MATERIAL TO PROCESS

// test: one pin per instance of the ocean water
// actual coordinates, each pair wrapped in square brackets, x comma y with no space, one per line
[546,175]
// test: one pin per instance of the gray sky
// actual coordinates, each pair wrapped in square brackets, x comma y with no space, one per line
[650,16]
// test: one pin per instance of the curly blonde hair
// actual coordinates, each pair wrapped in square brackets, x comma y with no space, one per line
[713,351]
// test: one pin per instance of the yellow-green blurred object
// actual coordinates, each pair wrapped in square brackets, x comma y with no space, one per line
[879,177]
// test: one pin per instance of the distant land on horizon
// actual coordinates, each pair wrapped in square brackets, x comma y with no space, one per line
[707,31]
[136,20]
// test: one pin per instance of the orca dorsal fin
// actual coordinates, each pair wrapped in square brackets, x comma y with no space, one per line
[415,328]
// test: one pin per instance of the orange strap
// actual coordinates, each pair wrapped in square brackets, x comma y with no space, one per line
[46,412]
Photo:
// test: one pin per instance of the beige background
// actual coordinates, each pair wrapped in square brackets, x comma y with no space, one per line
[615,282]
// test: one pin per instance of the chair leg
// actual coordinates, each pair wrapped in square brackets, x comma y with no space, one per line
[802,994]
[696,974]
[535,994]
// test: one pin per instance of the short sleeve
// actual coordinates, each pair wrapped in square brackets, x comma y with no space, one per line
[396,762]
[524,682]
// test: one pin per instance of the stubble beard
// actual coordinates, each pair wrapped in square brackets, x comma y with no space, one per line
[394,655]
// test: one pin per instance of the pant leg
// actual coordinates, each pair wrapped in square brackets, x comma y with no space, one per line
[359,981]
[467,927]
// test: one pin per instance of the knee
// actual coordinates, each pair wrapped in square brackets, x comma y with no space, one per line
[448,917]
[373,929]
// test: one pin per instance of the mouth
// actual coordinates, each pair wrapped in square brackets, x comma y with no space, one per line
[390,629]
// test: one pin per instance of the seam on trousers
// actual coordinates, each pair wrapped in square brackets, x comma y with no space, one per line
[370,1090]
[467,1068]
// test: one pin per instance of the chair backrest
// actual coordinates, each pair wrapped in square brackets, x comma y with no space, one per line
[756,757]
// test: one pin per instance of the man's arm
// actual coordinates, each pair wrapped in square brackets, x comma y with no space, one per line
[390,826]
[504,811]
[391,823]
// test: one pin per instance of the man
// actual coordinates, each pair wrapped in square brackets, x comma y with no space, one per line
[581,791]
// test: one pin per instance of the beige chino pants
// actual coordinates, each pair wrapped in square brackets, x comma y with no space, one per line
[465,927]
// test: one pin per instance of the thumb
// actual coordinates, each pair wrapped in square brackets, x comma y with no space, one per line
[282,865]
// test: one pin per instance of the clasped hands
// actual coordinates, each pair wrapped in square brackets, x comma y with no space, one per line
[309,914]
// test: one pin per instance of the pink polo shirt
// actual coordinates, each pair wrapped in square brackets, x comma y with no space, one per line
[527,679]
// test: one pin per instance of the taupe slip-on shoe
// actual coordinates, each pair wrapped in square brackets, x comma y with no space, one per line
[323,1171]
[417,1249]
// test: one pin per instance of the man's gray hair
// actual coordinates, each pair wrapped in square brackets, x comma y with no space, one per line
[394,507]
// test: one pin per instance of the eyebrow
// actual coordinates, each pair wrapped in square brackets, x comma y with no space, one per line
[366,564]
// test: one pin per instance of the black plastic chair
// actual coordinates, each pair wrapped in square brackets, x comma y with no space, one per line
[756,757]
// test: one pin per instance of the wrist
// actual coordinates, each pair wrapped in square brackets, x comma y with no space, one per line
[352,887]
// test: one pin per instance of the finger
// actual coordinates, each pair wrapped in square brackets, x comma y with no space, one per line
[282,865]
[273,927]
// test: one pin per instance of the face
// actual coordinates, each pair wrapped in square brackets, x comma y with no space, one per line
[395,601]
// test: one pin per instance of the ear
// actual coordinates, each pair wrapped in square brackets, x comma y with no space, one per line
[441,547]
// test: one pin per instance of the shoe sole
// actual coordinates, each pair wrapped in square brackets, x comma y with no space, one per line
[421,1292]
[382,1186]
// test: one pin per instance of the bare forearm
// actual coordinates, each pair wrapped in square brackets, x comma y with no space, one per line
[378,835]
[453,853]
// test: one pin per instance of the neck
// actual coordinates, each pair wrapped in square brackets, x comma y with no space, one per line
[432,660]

HOW TO COMPLETE THIS TASK
Restate every record above, exactly, in full.

RESPONSE
// test: one pin per instance of the ocean water
// actual coordinates, each pair wrapped in square brackets, x comma y with no space, one per line
[546,175]
// test: one pin per instance of the gray sky
// actual coordinates, each pair wrapped in square brackets, x comma y with no space, one per line
[650,16]
// test: one pin per instance of the curly blonde hair
// actual coordinates, each pair wrapped in square brackets, x comma y with no space, one per line
[713,351]
// test: one pin per instance of the yellow-green blurred object
// actual coordinates, each pair wrapped in square brackets, x comma y with no space, one per line
[879,177]
// test: one pin per instance of the distant land on horizon
// actual coordinates, each pair wrapped in square brackets, x comma y with no space, one per line
[707,31]
[136,20]
// test: one pin per instance of the orca dorsal fin
// actual coordinates, each pair wrapped in square brackets, x comma y with no space, one per line
[415,328]
// test: one pin per instance of the orange strap
// actual coordinates, each pair wrapped in square brackets, x comma y with no space, one per line
[46,412]
Photo:
// test: one pin per instance of the beige background
// actual coordinates, each pair wrapped in square brackets, x comma y with no space, one per line
[615,282]
// test: one pin per instance of the chair leg
// actual coordinates, each pair wrapped in square brackets, x comma y with no space, one per line
[802,994]
[696,974]
[535,994]
// test: one pin per instance of the short sleeve
// actual coordinates, each pair wrapped in square brackets, x comma y with no space, one per line
[396,762]
[524,682]
// test: one pin per instance of the stubble beard
// actual coordinates, each pair wrapped in square brackets, x comma y with no space, one per line
[394,655]
// test: one pin per instance of the pant leg
// actual coordinates, each pair wrapped in square brackets, x comma y with no space, one per line
[359,981]
[467,927]
// test: one pin per instance of the knee
// actual coordinates, each pair wrapped in square brackets, x comma y with no space, one per line
[448,917]
[373,929]
// test: one pin per instance of the mouth
// actual coordinates, each pair wrapped in square brackets, x comma y with no space, one per line
[390,629]
// test: one pin per instance of the seam on trousers
// actual coordinates, each pair wrapped in square brackets, x comma y with no space, one per line
[370,1090]
[467,1068]
// test: one pin per instance of the chair backrest
// actual coordinates, each pair wrapped in square brackets, x comma y with no space, one per line
[756,757]
// test: one pin per instance of the man's arm
// actual coordinates, each pair wrapped in square brackets, x comma y with no space, one per line
[390,826]
[504,811]
[391,823]
// test: one pin per instance of the man
// actual coordinates, each pair wrapped in square brackets, x comma y with no space, one per line
[581,791]
// test: one pin per instance of the beige chino pants
// actual coordinates, each pair wrapped in square brackets, x comma y with no space, one per line
[465,927]
// test: one pin per instance of the thumb
// actual coordinates, each pair wrapped in square brackets, x comma y with no space, one per line
[282,865]
// test: one pin per instance of the clasped hands
// actual coordinates, each pair wrapped in square brackets, x comma y with no space, one per line
[309,914]
// test: one pin per instance of the pink polo shirt
// actual coordinates, each pair wrapped in square brackets, x comma y with no space, one per line
[527,679]
// test: one pin per instance of the taupe slip-on shoe
// actual coordinates, each pair wrapped in square brackets, x comma y with no space, one per line
[323,1171]
[417,1249]
// test: one pin per instance of the man's gray hair
// actual coordinates, each pair wrapped in square brackets, x comma y with no space, one per line
[394,507]
// test: one pin per instance of the eyebrow
// actual coordinates, each pair wrapped in square brackets, x comma y with no space, one per line
[366,564]
// test: one pin per instance of the black plastic chair
// actual coordinates, each pair wrapped in square brackets, x comma y with no space, one per line
[756,757]
// test: one pin per instance of the wrist
// actual coordinates, each pair wrapped in square brackets, x comma y with no space, one per line
[352,887]
// test: one pin per instance of the finger
// actual coordinates, each pair wrapped in square brackets, x comma y with no space, one per line
[282,865]
[273,927]
// test: one pin per instance of the face
// actual coordinates, each pair wrapped in square brackets, x comma y with no space, one per line
[395,601]
// test: one pin per instance of the ear
// actual coordinates, each pair wrapped in square brackets, x comma y with no space, one per line
[441,547]
// test: one pin per instance of the shoe sole
// actual coordinates, each pair wrapped in square brackets, x comma y with no space, one per line
[421,1292]
[382,1186]
// test: one pin per instance of the bare forearm
// actual coordinates, each pair wrapped in square brackets, x comma y with no space, one per line
[378,835]
[453,853]
// test: one pin per instance of the neck
// actual coordinates, each pair wrapped in square brackets, x comma y with no space, one per line
[432,660]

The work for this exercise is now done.